#### Challenge:
Reproduce the stretch of the listing from the line containing "point per instance: patterned" through the end of the listing, inclusive, with every line kept and each request left unchanged. Scale every pixel coordinate by 1.05, rounding to the nearest whole number with halves rounded up.
########################################
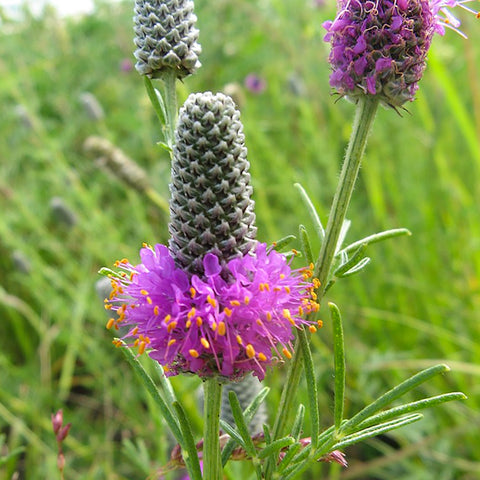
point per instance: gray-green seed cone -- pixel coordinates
(166, 37)
(211, 209)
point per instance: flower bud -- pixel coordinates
(166, 37)
(211, 207)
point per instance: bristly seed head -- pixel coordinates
(166, 37)
(211, 210)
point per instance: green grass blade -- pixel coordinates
(376, 430)
(392, 395)
(311, 385)
(150, 386)
(412, 407)
(339, 359)
(189, 449)
(312, 211)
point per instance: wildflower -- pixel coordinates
(380, 47)
(211, 326)
(255, 84)
(211, 209)
(216, 302)
(166, 37)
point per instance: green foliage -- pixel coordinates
(415, 305)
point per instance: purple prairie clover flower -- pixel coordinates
(212, 326)
(379, 48)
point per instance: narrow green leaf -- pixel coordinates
(287, 459)
(376, 430)
(152, 389)
(283, 242)
(356, 257)
(165, 384)
(189, 449)
(312, 211)
(393, 394)
(241, 424)
(298, 423)
(228, 429)
(357, 268)
(377, 237)
(156, 100)
(311, 385)
(412, 407)
(305, 242)
(275, 447)
(339, 360)
(266, 433)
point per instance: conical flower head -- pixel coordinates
(211, 207)
(379, 47)
(166, 37)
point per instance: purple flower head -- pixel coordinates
(211, 325)
(380, 47)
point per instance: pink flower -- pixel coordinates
(212, 325)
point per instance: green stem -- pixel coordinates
(212, 466)
(170, 99)
(365, 114)
(362, 124)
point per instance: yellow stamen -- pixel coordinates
(211, 301)
(287, 353)
(221, 328)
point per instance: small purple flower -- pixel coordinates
(126, 65)
(254, 83)
(212, 325)
(380, 47)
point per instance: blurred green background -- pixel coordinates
(63, 216)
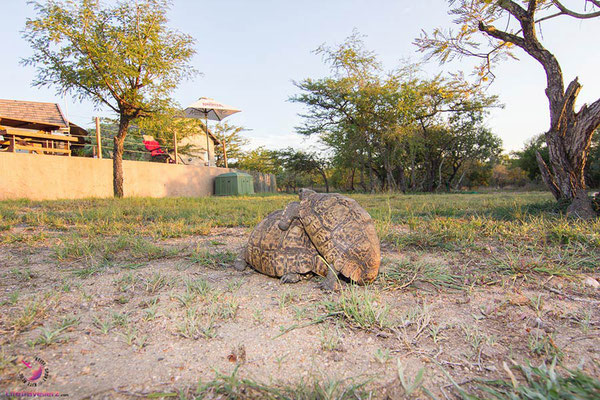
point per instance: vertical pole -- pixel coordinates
(98, 138)
(207, 146)
(175, 145)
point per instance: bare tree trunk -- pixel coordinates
(119, 140)
(569, 140)
(570, 133)
(322, 172)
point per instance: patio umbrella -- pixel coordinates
(208, 108)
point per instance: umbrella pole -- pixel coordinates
(225, 154)
(207, 147)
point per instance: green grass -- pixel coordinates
(503, 233)
(361, 307)
(541, 382)
(233, 386)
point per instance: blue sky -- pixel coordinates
(250, 52)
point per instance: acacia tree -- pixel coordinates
(230, 137)
(490, 30)
(298, 162)
(121, 56)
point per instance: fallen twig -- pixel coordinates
(556, 291)
(315, 321)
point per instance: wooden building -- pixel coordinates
(37, 128)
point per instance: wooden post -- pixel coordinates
(175, 145)
(98, 138)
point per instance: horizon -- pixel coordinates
(261, 84)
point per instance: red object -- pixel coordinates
(154, 148)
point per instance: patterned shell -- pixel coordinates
(274, 252)
(344, 233)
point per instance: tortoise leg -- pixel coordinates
(331, 281)
(290, 213)
(290, 277)
(240, 264)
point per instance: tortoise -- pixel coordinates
(341, 230)
(285, 254)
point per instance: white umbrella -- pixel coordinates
(208, 108)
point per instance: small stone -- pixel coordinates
(591, 282)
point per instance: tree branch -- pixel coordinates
(575, 14)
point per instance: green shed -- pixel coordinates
(233, 184)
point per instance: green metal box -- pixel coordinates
(233, 184)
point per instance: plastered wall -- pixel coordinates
(47, 177)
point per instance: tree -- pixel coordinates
(230, 136)
(259, 159)
(505, 24)
(122, 56)
(299, 162)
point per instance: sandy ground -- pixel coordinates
(469, 333)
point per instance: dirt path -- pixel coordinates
(131, 329)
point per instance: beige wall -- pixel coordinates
(47, 177)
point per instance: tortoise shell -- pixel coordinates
(343, 232)
(274, 252)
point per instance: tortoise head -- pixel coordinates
(304, 193)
########################################
#### Answer to this exercise:
point per instance: patterned shell -- pixel coordinates
(288, 265)
(361, 245)
point per instance: tortoise leg -- pixel coordinates
(348, 295)
(305, 224)
(305, 291)
(252, 277)
point per instance: tortoise -- pixel coordinates
(358, 242)
(299, 267)
point per instance: white umbrella -- pixel coordinates
(218, 113)
point per instance: small stone -- pixel coordinates
(621, 296)
point per instance: tree branch -- pixel coordinates
(604, 15)
point per instance: green shed -- pixel coordinates
(245, 193)
point per instance: green metal box -- pixel coordinates
(245, 193)
point per instance: plastered wall -- pixel coordinates
(49, 186)
point per instance: tree -- pixel coordinates
(242, 143)
(272, 167)
(530, 25)
(128, 59)
(314, 170)
point per instance: sandy ground -- pixel coordinates
(492, 350)
point per instance: dirt path -- pixel coordinates
(138, 345)
point per instance: beige wall -- pixel coordinates
(49, 186)
point per instance: tortoise shell -- pixel coordinates
(360, 244)
(288, 265)
point per instance: tortoise head -- pixel coordinates
(319, 203)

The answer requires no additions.